**YOUR OBJECTIVE**
Copy out only the entries from the line containing "the white car." down to the line containing "You are an automated detector. In this image, locate the sky.", swapping "eroded rock face" for "weathered cliff" and leaving everything else unchanged.

**DATA PROVIDED**
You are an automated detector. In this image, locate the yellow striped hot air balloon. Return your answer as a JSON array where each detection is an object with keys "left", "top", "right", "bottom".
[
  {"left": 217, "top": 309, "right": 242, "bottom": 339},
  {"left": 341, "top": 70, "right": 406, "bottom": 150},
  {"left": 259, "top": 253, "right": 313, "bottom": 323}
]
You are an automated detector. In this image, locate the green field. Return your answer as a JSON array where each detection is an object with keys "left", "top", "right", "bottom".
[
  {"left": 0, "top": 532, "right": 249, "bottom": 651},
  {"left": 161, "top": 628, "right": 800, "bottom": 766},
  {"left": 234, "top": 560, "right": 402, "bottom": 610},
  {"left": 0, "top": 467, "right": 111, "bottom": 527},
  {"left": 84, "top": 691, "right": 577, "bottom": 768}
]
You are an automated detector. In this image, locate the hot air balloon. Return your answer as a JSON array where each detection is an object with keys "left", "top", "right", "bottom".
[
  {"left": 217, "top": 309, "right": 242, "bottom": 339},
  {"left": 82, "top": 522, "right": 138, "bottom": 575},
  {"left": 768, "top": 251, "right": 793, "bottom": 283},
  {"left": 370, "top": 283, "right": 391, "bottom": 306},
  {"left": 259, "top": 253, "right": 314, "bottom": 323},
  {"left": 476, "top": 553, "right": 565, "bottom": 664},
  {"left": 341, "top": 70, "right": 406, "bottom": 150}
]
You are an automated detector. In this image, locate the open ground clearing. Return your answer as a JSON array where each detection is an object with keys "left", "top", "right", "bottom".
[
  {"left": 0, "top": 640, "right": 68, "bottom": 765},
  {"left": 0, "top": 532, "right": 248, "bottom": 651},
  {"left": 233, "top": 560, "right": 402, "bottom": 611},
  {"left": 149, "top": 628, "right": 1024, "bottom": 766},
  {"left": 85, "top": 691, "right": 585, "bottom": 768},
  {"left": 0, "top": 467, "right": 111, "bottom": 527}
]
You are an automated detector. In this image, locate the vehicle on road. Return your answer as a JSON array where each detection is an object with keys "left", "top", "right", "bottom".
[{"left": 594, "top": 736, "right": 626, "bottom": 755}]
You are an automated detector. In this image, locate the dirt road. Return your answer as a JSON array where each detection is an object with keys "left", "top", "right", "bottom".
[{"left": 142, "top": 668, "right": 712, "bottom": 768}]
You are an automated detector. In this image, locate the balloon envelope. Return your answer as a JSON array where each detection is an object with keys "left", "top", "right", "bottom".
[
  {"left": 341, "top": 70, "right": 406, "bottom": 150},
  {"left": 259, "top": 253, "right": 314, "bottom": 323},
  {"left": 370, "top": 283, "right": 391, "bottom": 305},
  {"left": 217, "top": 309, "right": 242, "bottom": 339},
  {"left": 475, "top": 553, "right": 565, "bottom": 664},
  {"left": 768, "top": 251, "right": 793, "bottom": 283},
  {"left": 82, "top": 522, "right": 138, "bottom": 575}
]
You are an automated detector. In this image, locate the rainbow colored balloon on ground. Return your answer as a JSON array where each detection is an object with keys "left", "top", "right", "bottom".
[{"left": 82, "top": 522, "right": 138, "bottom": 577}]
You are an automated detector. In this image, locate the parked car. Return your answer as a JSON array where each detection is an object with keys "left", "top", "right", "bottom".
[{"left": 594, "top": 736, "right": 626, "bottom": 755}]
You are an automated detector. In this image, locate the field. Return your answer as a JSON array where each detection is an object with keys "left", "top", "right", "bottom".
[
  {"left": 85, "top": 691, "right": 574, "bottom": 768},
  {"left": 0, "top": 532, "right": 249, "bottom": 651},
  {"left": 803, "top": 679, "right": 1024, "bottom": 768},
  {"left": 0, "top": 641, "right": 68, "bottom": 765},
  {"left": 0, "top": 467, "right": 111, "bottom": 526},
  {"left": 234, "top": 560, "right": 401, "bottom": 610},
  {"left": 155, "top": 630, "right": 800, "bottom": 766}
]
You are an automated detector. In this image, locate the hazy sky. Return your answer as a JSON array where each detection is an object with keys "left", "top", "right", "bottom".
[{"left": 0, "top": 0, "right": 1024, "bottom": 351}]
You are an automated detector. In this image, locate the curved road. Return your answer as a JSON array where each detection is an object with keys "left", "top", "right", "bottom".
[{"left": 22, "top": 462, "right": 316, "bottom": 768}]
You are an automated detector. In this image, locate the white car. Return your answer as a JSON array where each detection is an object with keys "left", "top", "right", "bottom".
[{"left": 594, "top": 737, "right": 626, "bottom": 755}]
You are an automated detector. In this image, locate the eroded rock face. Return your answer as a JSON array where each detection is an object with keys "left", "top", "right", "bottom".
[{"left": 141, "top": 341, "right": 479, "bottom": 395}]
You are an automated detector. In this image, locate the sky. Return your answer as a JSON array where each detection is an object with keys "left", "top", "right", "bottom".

--

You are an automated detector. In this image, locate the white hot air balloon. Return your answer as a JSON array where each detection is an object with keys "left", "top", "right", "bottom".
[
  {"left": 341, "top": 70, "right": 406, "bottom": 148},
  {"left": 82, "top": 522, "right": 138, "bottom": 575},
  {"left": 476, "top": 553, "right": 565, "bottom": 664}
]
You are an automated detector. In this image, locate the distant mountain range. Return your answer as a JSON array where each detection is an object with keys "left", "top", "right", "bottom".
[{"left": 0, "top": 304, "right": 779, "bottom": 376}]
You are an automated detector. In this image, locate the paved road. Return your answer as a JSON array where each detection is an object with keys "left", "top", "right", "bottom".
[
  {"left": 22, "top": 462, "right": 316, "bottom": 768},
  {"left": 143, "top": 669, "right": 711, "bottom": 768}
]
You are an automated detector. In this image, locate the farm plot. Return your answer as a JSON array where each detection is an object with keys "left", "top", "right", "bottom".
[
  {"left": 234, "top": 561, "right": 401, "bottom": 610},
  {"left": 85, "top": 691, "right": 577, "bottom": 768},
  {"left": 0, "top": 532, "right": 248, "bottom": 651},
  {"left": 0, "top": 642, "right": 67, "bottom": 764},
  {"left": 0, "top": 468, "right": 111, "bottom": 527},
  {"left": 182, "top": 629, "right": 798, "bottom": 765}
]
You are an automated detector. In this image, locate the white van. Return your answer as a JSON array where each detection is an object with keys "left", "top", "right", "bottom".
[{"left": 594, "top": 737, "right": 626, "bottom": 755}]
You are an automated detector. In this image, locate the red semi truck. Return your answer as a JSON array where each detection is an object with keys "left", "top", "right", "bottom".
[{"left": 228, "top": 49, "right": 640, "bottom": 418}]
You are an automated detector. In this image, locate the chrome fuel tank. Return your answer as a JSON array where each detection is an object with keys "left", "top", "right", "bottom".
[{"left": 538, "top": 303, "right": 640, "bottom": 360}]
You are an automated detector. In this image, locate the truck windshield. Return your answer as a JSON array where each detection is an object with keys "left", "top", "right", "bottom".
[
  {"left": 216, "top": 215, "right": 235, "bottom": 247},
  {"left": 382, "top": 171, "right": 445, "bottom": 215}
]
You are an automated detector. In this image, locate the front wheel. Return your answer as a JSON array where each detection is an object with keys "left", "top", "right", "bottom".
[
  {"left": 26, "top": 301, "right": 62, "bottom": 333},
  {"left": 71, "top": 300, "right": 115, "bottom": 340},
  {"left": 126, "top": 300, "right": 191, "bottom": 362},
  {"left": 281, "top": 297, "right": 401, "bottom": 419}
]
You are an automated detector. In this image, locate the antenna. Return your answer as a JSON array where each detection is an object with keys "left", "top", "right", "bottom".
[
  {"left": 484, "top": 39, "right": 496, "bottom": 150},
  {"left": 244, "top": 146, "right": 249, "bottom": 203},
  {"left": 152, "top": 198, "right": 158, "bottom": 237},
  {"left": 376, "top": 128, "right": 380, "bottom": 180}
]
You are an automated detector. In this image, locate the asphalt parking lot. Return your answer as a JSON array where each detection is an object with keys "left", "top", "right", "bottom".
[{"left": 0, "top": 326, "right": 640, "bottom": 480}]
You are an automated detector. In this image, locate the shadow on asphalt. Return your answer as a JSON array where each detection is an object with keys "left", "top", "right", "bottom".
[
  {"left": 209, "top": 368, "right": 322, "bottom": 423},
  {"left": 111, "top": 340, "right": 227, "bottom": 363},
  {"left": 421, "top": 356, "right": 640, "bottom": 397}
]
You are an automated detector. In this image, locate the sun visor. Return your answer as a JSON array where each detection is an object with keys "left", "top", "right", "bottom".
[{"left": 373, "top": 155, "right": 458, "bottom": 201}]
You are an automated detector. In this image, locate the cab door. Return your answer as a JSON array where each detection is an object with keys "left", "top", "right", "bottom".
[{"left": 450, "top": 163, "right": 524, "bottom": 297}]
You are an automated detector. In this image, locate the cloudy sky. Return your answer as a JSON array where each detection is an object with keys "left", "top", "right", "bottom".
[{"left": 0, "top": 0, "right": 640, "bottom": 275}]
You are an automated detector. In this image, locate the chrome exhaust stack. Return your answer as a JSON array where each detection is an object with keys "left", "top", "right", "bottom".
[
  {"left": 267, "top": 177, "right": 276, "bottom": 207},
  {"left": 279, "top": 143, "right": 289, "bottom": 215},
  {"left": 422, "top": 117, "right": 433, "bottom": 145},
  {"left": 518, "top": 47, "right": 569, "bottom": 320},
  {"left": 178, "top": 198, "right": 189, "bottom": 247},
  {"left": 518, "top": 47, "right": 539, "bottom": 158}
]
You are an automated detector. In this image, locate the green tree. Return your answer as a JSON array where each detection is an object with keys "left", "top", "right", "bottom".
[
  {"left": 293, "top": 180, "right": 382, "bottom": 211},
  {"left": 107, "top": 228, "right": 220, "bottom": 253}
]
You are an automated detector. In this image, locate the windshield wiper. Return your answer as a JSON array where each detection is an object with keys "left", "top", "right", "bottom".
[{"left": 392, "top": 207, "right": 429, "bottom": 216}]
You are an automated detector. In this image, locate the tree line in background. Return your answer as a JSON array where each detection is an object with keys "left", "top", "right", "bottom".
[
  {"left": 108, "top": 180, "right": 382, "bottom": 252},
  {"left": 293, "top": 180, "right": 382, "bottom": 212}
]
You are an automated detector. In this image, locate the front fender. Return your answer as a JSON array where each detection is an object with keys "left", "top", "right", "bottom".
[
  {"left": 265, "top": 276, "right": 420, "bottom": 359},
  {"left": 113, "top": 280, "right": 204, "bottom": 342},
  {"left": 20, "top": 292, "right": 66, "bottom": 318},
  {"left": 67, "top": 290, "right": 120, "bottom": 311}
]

**RESPONSE TO THIS TASK**
You are an automated detector. In this image, locate the white car. Return your answer as a JSON array where each detection is an object with keys "left", "top", "right", "bottom".
[{"left": 594, "top": 737, "right": 626, "bottom": 755}]
You are an automated detector. In this image, locate the weathered cliff. Return your answer as a JSON array where each detection is an object with keys "left", "top", "right", "bottom".
[{"left": 141, "top": 341, "right": 479, "bottom": 395}]
You are an automated detector. In this image, locate the sky. Return your answer as a JSON array where each detection is an object with keys "left", "top", "right", "bottom".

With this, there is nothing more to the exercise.